** Start Entries supplied **

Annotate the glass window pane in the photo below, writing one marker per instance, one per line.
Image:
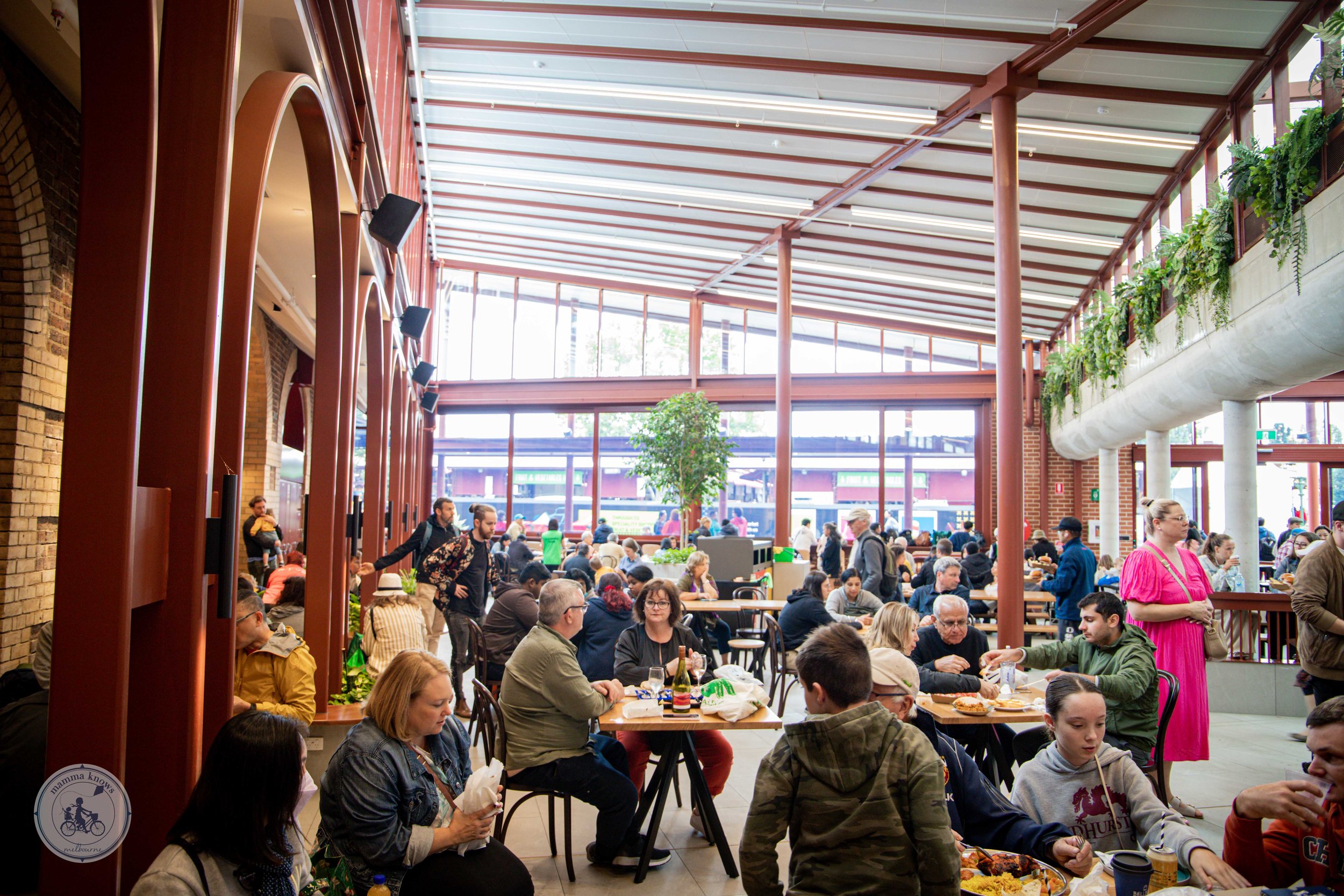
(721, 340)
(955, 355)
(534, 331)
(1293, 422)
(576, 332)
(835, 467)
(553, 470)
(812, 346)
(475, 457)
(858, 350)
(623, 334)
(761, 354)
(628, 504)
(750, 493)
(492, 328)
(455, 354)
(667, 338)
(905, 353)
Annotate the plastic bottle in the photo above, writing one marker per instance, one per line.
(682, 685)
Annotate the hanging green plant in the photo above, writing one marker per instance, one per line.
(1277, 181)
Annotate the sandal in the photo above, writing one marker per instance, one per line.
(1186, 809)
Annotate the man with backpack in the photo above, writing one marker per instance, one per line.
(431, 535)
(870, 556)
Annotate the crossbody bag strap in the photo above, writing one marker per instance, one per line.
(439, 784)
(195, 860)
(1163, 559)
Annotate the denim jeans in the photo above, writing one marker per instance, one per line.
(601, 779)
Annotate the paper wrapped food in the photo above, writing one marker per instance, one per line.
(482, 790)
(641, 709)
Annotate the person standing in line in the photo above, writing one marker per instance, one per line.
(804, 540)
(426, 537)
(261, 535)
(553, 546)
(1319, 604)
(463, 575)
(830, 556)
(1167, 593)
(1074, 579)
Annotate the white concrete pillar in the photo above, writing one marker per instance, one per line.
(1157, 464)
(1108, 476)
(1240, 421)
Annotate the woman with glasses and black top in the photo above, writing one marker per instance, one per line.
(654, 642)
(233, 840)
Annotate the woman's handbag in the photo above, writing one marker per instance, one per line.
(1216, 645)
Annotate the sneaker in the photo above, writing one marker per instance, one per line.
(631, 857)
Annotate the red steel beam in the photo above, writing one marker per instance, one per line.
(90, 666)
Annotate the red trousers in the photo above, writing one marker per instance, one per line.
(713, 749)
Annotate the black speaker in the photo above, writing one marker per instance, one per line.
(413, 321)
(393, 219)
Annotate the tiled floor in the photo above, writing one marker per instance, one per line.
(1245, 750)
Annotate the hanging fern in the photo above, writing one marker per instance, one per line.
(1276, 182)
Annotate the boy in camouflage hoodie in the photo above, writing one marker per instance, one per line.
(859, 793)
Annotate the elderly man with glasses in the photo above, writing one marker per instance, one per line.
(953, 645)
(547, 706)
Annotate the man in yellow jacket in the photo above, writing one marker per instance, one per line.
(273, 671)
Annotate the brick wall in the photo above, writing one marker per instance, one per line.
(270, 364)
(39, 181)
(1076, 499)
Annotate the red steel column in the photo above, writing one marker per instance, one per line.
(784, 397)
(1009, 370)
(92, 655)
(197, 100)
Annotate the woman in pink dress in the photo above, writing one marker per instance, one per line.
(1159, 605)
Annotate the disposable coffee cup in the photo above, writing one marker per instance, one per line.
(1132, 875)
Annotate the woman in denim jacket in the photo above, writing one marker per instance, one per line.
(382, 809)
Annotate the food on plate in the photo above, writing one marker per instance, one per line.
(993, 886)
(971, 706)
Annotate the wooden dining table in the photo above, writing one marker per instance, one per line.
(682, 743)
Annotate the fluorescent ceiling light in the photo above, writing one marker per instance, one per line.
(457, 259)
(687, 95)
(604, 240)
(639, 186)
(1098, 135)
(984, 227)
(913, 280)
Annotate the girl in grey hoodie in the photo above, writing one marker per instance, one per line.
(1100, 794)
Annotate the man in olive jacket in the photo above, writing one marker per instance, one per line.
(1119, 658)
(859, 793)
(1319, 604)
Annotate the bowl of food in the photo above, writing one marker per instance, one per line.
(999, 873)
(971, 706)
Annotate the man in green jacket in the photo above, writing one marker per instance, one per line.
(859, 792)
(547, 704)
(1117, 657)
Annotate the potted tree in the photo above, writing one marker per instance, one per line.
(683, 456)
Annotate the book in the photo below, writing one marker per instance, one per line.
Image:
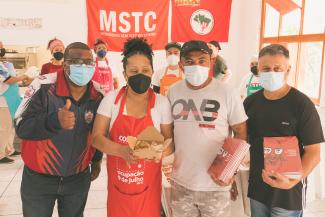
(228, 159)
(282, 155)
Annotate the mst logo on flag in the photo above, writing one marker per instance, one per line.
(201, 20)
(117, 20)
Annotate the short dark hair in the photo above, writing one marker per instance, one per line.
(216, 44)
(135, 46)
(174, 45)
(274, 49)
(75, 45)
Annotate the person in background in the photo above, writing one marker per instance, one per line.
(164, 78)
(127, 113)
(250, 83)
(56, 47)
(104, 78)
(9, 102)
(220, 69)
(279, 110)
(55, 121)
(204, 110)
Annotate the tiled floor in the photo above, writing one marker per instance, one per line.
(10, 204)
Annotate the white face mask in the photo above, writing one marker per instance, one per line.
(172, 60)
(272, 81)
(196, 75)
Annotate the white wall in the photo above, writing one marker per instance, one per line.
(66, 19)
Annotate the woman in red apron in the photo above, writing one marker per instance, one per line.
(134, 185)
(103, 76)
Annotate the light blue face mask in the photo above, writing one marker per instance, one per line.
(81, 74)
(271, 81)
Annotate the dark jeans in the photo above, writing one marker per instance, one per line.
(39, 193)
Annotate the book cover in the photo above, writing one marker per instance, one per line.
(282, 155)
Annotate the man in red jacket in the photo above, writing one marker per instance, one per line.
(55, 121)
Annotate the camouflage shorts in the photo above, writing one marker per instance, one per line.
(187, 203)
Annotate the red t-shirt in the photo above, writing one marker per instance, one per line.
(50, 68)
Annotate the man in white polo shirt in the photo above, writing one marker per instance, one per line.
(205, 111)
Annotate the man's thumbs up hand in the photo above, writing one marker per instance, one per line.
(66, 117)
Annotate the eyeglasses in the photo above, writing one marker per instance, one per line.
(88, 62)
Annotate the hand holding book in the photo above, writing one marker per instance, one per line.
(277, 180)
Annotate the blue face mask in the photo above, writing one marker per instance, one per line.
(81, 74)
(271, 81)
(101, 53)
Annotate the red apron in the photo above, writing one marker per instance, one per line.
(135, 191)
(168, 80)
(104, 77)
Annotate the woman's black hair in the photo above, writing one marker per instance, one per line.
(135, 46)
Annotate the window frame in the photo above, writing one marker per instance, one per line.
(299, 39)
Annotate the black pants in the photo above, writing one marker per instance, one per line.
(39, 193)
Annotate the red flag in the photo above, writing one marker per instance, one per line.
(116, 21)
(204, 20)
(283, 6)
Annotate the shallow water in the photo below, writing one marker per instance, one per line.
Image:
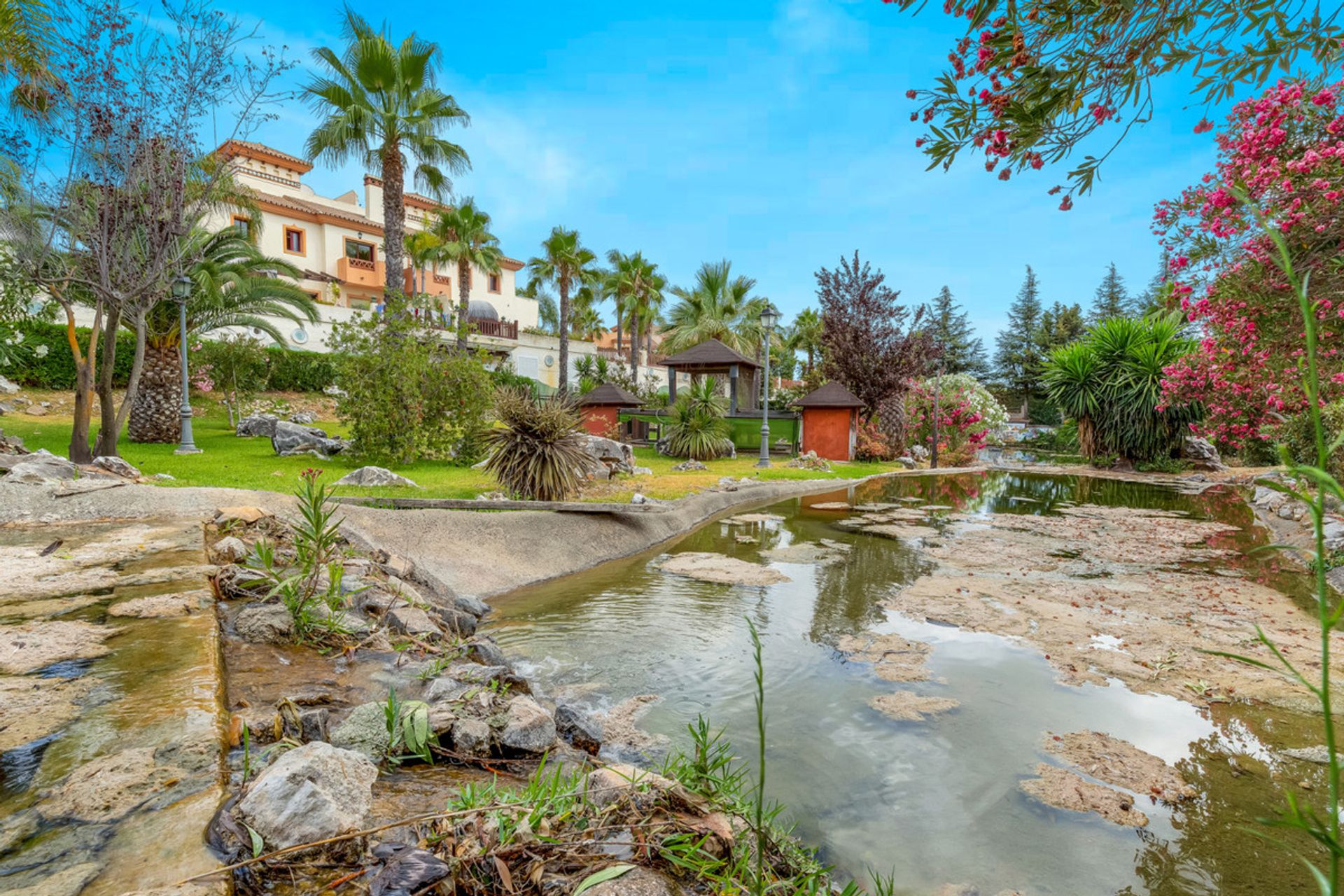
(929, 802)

** End Entries supplied **

- **Requirement**
Switch every "marker" to "point" throughout the entries above, and write them out again with everything else left unchanged. Leave the pictures out of your answer.

- **Exercise answer**
Annotate the glass window pane in the photo below, writing one point per instance, one per line.
Image:
(721, 340)
(955, 355)
(534, 331)
(1293, 422)
(576, 332)
(835, 467)
(553, 470)
(812, 346)
(475, 457)
(858, 350)
(623, 334)
(761, 354)
(628, 504)
(750, 493)
(492, 328)
(455, 354)
(667, 338)
(905, 353)
Annotate the plastic bottle in the photo above, writing one point per instance, one per line.
(682, 685)
Annotate the hanging green plant in the photo above, writing one point per instance, one per line.
(1277, 181)
Annotate the sandal in the photo above, writing one point per instance, one per line.
(1186, 809)
Annotate the man with backpack in the photo above, writing one point per instance, one per line.
(431, 535)
(870, 556)
Annotate the crossbody bag strap in the photo above, writing one point per instance, one per line.
(439, 784)
(195, 860)
(1163, 559)
Annotate the denim jeans in the photo above, writing one point per instance, one per line.
(601, 779)
Annotate the paper wrapped food in the photo above, writing one point per instance, one per line.
(482, 790)
(641, 709)
Annotate the person standing in line in the photo above, writing one point per instance, one per line.
(804, 540)
(426, 537)
(261, 535)
(553, 546)
(1319, 604)
(463, 575)
(830, 556)
(1167, 593)
(1074, 579)
Annotate the white concrete pillar in the photo above, writing one point per instance, one per line.
(1157, 464)
(1108, 476)
(1240, 421)
Annotate the woman with glasses and black top in the photo above, writing one point per instance, one per line.
(654, 642)
(233, 840)
Annotate the woman's handbag in the photo above, writing one point per instance, one per line.
(1216, 645)
Annotate the sneaker in the photo above, writing one point per instance, one per line.
(631, 857)
Annotate the red steel beam in the photo above, writing one point per instance, one per line.
(90, 666)
Annotate the red trousers in the photo above, writing one point per instance, one per line.
(713, 749)
Annotate the black speaker in the photo above, writing one point per instance, one per line.
(413, 321)
(393, 219)
Annotate the tiled floor in the photo above, writing one point per instance, one per line.
(1245, 750)
Annotate the hanging fern in the photo above, writing one point per instance, one per line.
(1276, 182)
Annotate the boy in camouflage hoodie in the photo above, writing one point per instance, one per line.
(859, 793)
Annotate the elderly man with glasses in the photo above, writing one point per instance, one per line.
(953, 645)
(547, 706)
Annotate the man in yellow jacket in the photo above, writing one point per instance, one per line.
(273, 671)
Annotate the brick wall in the photo above, writing one point per instance, one per line.
(270, 364)
(39, 181)
(1076, 499)
Annotate the red steel column in the photo above, writing one point per instance, one per line.
(784, 397)
(1009, 370)
(92, 655)
(197, 100)
Annotate the woman in pink dress in the photo above, writing one point per instance, one per line.
(1159, 605)
Annotate the disposable coffee cup in the photo above, writing one point per instance, one per line.
(1132, 875)
Annotate the woman in denim jacket in the photo above, writing one point per instance, one per line.
(382, 809)
Annotate the food on plate in the photo above, writing one point per instance, one per line.
(993, 886)
(971, 706)
Annotate the wooden dining table in the photo above, writing one point per instance, one per line.
(682, 743)
Annotate the fluorescent ceiling light in the photo above, writing one point per instance, one per line.
(457, 259)
(687, 95)
(604, 240)
(639, 186)
(1098, 135)
(984, 227)
(913, 280)
Annotate the girl in grey hoodie in the photo above, writing one point per instance, one per line.
(1100, 794)
Annotate the man in olive jacket in the photo above, writing one point per instance, one per line.
(1119, 658)
(859, 793)
(1319, 604)
Annotate the bowl of food in the photo above, writing one point per instance, one per line.
(999, 873)
(971, 706)
Annotate the man in green jacket in the photo above, writing one point per instance, one per line.
(859, 792)
(547, 704)
(1117, 657)
Annotate the potted tree in the photo above, writing one point per instance, one per line.
(683, 456)
Annotate the book in the photo below, writing one point per instance, one per line.
Image:
(228, 159)
(282, 155)
Annotate the mst logo on flag in the photo above, writing one point per instance, one per line.
(201, 20)
(117, 20)
Annotate the short dark hair in the photo above, writing one point per instance, one per line.
(216, 44)
(135, 46)
(174, 45)
(274, 49)
(75, 45)
Annotate the person in background in the photo above, writing one point per instance, one per line.
(164, 78)
(127, 113)
(250, 83)
(56, 47)
(104, 78)
(9, 102)
(220, 69)
(279, 110)
(55, 121)
(204, 110)
Annotate the tiled floor in the photo above, writing one point per instance, one per line.
(10, 204)
Annotate the white face mask in the photo above, writing one point per instance, one per line.
(172, 60)
(272, 81)
(196, 75)
Annotate the white wall in the photo above, writing one point per instance, one per line.
(66, 19)
Annotate the woman in red apron in the photo above, writing one point per instance, one per line.
(134, 185)
(103, 76)
Annotate the light blue face mask in the photo above, writing one point per instance, one per line.
(81, 74)
(271, 81)
Annotate the dark jeans in the photo above, writing one point per instance, one per line.
(39, 193)
Annotate the book cover in the photo above, writing one point per instance, one per line.
(282, 155)
Annotate the man in red jacket in the photo above, writing one point per instance, one per line.
(55, 121)
Annotate the camouflage shorts in the photo above, writing one point per instance, one per line.
(187, 203)
Annotate the red t-shirt in the photo above, writing one point per instance, one per line.
(50, 68)
Annotate the man in white polo shirt in the photo above, writing one point per instance, one per line.
(205, 111)
Annotate the man's thumbs up hand in the photo above, writing one point per instance, one per line.
(66, 117)
Annotate the eyeglasses in the photo above, writing one point per instance, one per line.
(88, 62)
Annotate the hand holding book in the photo above, writing one point per instance, one per line.
(277, 180)
Annotate the blue face mask in the photo above, writing one point per instance, one per line.
(81, 74)
(271, 81)
(101, 53)
Annotate the red apron in the photo above, writing one point per instance, one per line.
(135, 191)
(168, 80)
(104, 77)
Annotate the woman's black hair in the photo above, writing one point per instance, one per line.
(135, 46)
Annotate the window frame in the photo above, writing one point per instance, one per line.
(299, 39)
Annotate the black pants in the photo above, writing one point per instance, one per line.
(39, 193)
Annotate the red flag in the photo above, writing one point per instance, one per line.
(116, 21)
(204, 20)
(283, 6)
Annotate the shallow water in the photo below, writing one point per instance, one per line.
Image:
(929, 802)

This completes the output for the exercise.